Passage to read
# Interview with Russian YAK-9 pilot - part 1



## v2 (Jul 6, 2006)

Good story...

"While trying to set a date and place for the interview with “our” pilot, we got the impression of him being strict man that prefers to keep his privacy and stay away from the public eye. Another thing that concerned us was that he said he flew 15 types of planes which puzzled us a bit. 
So we had some concerns but hoped for the good. Meeting this guy we found him to be nice 83 old year man with good hand shake, very good memory (we brought some cockpit pics from the game and he loved to elaborate on them and thought that they are rather good) and above all an honest man that has no phony thing about him. 
The pilot asked us to remain anonymous as he dose not want to appear in any public eye so we can only say that the interview took place in Israel and we will refer to him as “A” in the interview. 
Since we had interpreter we can’t say we quote him in the most exact manner but we did our best to bring things in the right spirit and facts. 
We had only one hour to complete the interview and so here is his story in very brief way: 
“A” was born in Gomel in Belarus in 1923, In 1939 at the age of 16 he joined flight club in the city of Odessa and learn to fly Polikarpov-2 for 1 year, He joined the army at the age of 17 though the age of enlisting was 18, he was granted permission to do that after he had sent a letter to the defense minister. In September 1940 he joined the air force flight school in Odessa later towards the coming war the school was moved (orders) to Stalingrad were they became 1000 man combat flight school, When the war broke there was a thought to turn 600 man from them to regular soldiers but it was abandoned and all continued flying studies. They started training on PO-2 (Polikarpov biplane) than moved to Polikarpov UTI-4 (monoplane) and than to I-16. 

PO-2 (Polikarpov biplane) 

UTI-4 (monoplane) 

In 1941 when the war started, the school was moved to a spot near the Don river and when the Germans got close to 100 km’ the school was moved to Kazakhstan where they got to train on YAK-1.At that time all the flight instructors were sent to fight the Germans and new flight instructors were appointed from the students,” A” was among the newly elected guides. ”A” served as fight instructor till October 1944.Then it was decided to send the school instructors to combat duty so they will get actual fight experience and return to be better guides and pass their knowledge to the students. “A” was sent to the”1st Belarus front” were he flew the YAK-9T as close escort for IL-2, The whole plane unit was under the command of the artillery commander of the front and their act was to defend IL-2 who had an artillery officer on board instead of rear gunner and was sent to locate German units and inform the artillery they’re whereabouts. They flew in 7 to 9 planes a flight – 1 IL-2, four to six YAK-9T as close escort (no close than 500 m’) and 2 more YAK-9T as high altitude escort. 
Q: Did you have radio control on board? 
A: Only flight leader and his #2 had tow way radio, all the others had receiver radio only. 
Q: What were the German planes you were up against? 
A: Mostly BF-109 variants, FW-190 and Ju-87 also. 
Q: Did you encounter German fighters? 
A: No, at that time of war they were week and would not go up against larger fighter group, only to pick on one or two planes. 
Q: Did you try to seek for German fighters? 
A: No, our job was to protect our most important IL-2, allowing it to be shot down was not an option.

Complete the following
1. Answer these from the Yak-9 pilot interview.
(a) In what city and year was "A" born?
(b) Which plane did "A" fly at the "1st Belarus front," and what plane did it escort?
(c) In a flight, which pilots had a two-way radio?
2. Transcribe the Yak-9 pilot interview from "A: Only flight" to "for German fighters?".
3. Pick up the Yak-9 pilot interview after its last line and write what comes next.

Extracted material
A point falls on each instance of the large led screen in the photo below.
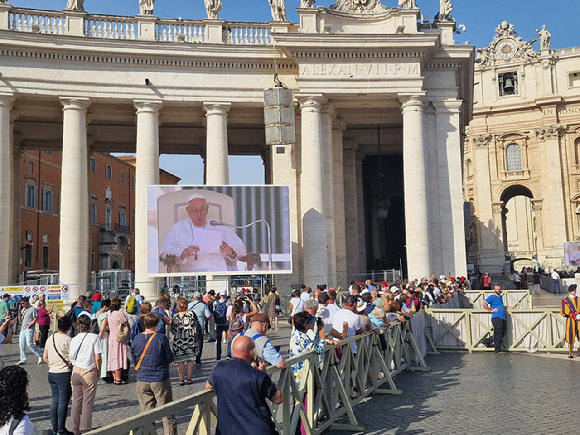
(218, 230)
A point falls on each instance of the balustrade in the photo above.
(26, 20)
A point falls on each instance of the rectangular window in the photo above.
(45, 257)
(28, 256)
(31, 196)
(122, 219)
(94, 213)
(508, 84)
(108, 219)
(47, 201)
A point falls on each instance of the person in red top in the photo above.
(486, 281)
(43, 322)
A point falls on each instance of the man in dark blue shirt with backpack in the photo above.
(220, 308)
(242, 391)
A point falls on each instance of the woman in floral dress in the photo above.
(185, 329)
(117, 352)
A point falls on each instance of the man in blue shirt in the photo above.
(494, 304)
(153, 382)
(203, 313)
(242, 391)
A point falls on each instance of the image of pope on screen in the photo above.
(199, 244)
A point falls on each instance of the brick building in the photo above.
(112, 211)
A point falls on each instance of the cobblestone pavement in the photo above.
(464, 393)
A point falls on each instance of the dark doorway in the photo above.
(384, 211)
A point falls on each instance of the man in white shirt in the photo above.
(199, 246)
(306, 294)
(349, 315)
(555, 282)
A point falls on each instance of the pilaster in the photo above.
(6, 204)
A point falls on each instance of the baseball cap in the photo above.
(260, 317)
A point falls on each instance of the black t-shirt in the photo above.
(242, 392)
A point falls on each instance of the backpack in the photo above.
(236, 326)
(135, 331)
(130, 306)
(220, 311)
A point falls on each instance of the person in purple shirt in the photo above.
(153, 382)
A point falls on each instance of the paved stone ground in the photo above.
(464, 393)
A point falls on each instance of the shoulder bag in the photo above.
(138, 366)
(68, 363)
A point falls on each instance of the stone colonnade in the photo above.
(326, 192)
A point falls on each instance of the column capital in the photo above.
(412, 102)
(216, 108)
(447, 105)
(339, 124)
(148, 106)
(311, 103)
(6, 100)
(75, 103)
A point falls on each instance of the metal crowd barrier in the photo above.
(528, 330)
(325, 393)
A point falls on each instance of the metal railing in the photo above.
(527, 329)
(323, 397)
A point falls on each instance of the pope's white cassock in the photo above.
(183, 234)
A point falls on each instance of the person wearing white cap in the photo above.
(199, 246)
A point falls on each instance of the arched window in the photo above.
(513, 157)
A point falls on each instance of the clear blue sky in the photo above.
(480, 18)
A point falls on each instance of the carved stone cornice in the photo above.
(550, 132)
(359, 6)
(480, 140)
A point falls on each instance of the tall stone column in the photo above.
(146, 173)
(555, 212)
(338, 127)
(74, 203)
(351, 215)
(284, 173)
(417, 225)
(451, 200)
(311, 191)
(360, 210)
(6, 231)
(329, 113)
(217, 170)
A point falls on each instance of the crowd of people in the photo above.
(97, 334)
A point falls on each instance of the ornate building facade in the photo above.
(378, 93)
(522, 155)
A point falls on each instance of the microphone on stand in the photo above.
(215, 223)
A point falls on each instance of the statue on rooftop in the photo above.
(146, 7)
(75, 5)
(278, 9)
(212, 8)
(545, 37)
(445, 8)
(407, 4)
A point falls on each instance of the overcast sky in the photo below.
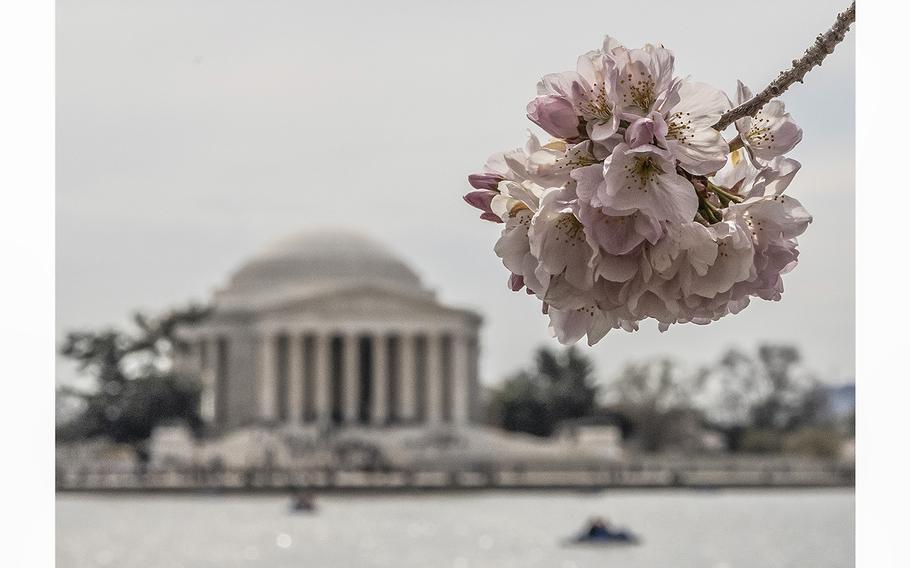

The answers
1.
(a) Gomel, in Belarus, in 1923.
(b) The YAK-9T, flying as close escort for the IL-2.
(c) Only the flight leader and his #2.

2.
A: Only flight leader and his #2 had tow way radio, all the others had receiver radio only. 
Q: What were the German planes you were up against? 
A: Mostly BF-109 variants, FW-190 and Ju-87 also. 
Q: Did you encounter German fighters? 
A: No, at that time of war they were week and would not go up against larger fighter group, only to pick on one or two planes. 
Q: Did you try to seek for German fighters?

3.
Q: Did you encounter AA fire and hits? 
A: We knew the places of AA guns so we went around, I got hit only once and my trim was damaged. 
Q: What was your place in the flight? 
A: I was #2 of the of the escort leader. 
Q: Did you fly a lot and get combat fatigue? 
A: No, we had easy times – sometimes we didn’t fly for a week and we had nothing to do. 
Q: How many combat sorties did you fly in the Belarus front? 
A: 25. 
Q: Did you have problems hitting targets with the 37 mm’ gun of the YAK? 
A: No, it had strong recoil but I had my sight and had no problems hitting targets. 
Q: Was the YAK physically demanding to fly? 
A: Not at all, we flew 400 to 450 kmph and there were not such loads at that speed. 
Q: At what height did you start to use supercharger? 
A: We activated supercharger and used oxygen masks above 5000 m’ but since I didn’t usually fly that high I didn’t use it. 
Q: How did you manage the prop pitch? 
A: We use to change prop pitch only on long distance flight in order to conserve fuel otherwise it was at 100%. 
Q: How did you find the YAK-9? 
A: I liked it very much, it was very good, relievable and simple, could be flown by any average pilot, easy to take off and land. It had no compressed cockpit and no heating system so it was very cold in the winter-we use to ware arctic suits. We use to have our fuel tank filled up and that would degrade the plane behavior, the “hunters” of us who went to pick up German planes, got their tanks partially filled for better dogfight ability. The YAK-3 was better plane and had better organized cockpit without all the radiators sticking up as in the YAK-9, the French Normandy Niemen got it. 
Q: What did you do after Belarus? 
A: I was stationed in Belarus till the war in Europe was over, Than we moved to Mongolia to fight the Japanees in the same roll as in Belarus, Got to fly two combat sorties and the war was over. 
Q: What about after the war? 
A: I became squadron leader and flew the La-9, La-11, Mig-15, Mig-17, got to train on Mig-19 but in 1958 the air force was forced to make cuts and the program was stopped. 
Q: What plane did you like best? 
A: Mig-15/17, they are almost the same. 
Q: What about prop driven, La and sort? 
A: I liked the YAK better - it was much easier to take off and land. 
Q: Did you have to use a lot of pedals during take off? 
A: It wasn’t such problem, after the tail wheel was up I needed to use more pedals in order to compensate for increased tendency to fly sidewise because of the torque. 
Q: What next after the cuts? 
A: I was offered to be 2nd in command for wing leader position but my wife said “enough” and I left the air force with full pension benefits. 
Q: Did you take the flight as a job or really like it? 
A: Oh I loved flying very much and wish I was flying till this day."


----------



## lesofprimus (Jul 6, 2006)

Did he record any kills???


----------



## R988 (Jul 7, 2006)

He might have, it says he had no problems hitting targets with the 37mm cannon, though that could mean ground targets as well I suppose.


----------



## plan_D (Jul 7, 2006)

_"Q: Did you encounter German fighters? 
A: No, at that time of war they were week and would not go up against larger fighter group, only to pick on one or two planes."_

I assume he didn't shoot anything down.


----------



## v2 (Jul 17, 2006)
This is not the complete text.